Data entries
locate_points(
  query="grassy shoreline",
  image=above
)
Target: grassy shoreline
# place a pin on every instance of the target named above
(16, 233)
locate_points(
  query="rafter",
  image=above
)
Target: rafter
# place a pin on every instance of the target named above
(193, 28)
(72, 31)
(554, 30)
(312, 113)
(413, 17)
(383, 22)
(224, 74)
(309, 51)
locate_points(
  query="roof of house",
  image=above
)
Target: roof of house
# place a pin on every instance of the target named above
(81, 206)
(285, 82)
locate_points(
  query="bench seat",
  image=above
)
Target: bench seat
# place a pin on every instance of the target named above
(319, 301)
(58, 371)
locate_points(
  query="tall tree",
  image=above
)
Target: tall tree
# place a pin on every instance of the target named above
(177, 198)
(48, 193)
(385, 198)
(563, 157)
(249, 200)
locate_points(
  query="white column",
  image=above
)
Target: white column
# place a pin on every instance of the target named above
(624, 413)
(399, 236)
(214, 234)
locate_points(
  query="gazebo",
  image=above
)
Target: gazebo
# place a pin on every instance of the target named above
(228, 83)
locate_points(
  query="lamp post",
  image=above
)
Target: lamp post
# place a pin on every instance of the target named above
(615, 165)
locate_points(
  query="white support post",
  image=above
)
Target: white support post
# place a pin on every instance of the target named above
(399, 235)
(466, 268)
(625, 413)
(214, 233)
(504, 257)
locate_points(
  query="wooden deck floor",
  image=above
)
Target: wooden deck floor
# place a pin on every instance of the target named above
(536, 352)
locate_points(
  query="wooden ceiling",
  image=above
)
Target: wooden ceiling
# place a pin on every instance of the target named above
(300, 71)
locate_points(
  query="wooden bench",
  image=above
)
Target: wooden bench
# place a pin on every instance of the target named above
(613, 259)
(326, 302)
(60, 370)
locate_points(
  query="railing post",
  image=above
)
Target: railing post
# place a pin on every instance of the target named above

WHAT YOU SHOULD DO = Return the entries above in full and exactly as written.

RESPONSE AREA =
locate_points(
  query="grassy shoreline",
  image=above
)
Target: grassy shoreline
# place a pin on every instance of the target named above
(16, 233)
locate_points(
  query="rafter",
  image=above
)
Target: rafter
# place a pin on every instance of the target named above
(193, 28)
(72, 31)
(554, 30)
(312, 113)
(413, 17)
(383, 22)
(224, 74)
(309, 51)
locate_points(
  query="roof of house",
  image=above
)
Target: roof of house
# place a pin on every instance of the target named above
(81, 206)
(285, 82)
locate_points(
  query="bench seat",
  image=above
)
Target: bench seat
# place a pin on every instance of the target named above
(319, 301)
(58, 371)
locate_points(
  query="tall tree",
  image=above
)
Target: tall tree
# place a pin on every instance of the target named above
(177, 198)
(48, 193)
(385, 198)
(563, 157)
(249, 200)
locate_points(
  query="white column",
  image=above
)
Target: white column
# place a pin on every instance of the target named above
(624, 413)
(399, 236)
(214, 234)
locate_points(
  query="gazebo",
  image=above
)
Target: gazebo
# place a pin on every instance of the target named above
(228, 83)
locate_points(
  query="lamp post",
  image=above
)
Target: lamp post
# place a pin on every instance of the target named above
(615, 165)
locate_points(
  query="white support post",
  image=above
)
Target: white support post
# place a pin on every instance of the target named above
(399, 235)
(466, 268)
(625, 413)
(214, 233)
(504, 257)
locate_points(
  query="wooden deck floor",
  image=above
)
Target: wooden deck floor
# place a pin on every instance of the target named above
(536, 352)
locate_points(
  query="wooden ceiling",
  image=above
)
Target: wooden ceiling
# place a pin on every instance of the target named above
(300, 71)
locate_points(
  query="wooden bench",
  image=above
)
Target: wooden bench
# place a pin on every instance of the target named above
(613, 259)
(326, 302)
(60, 370)
locate_points(
  query="railing post",
  image=above
)
Target: railing post
# place a pin on every instance of the target named above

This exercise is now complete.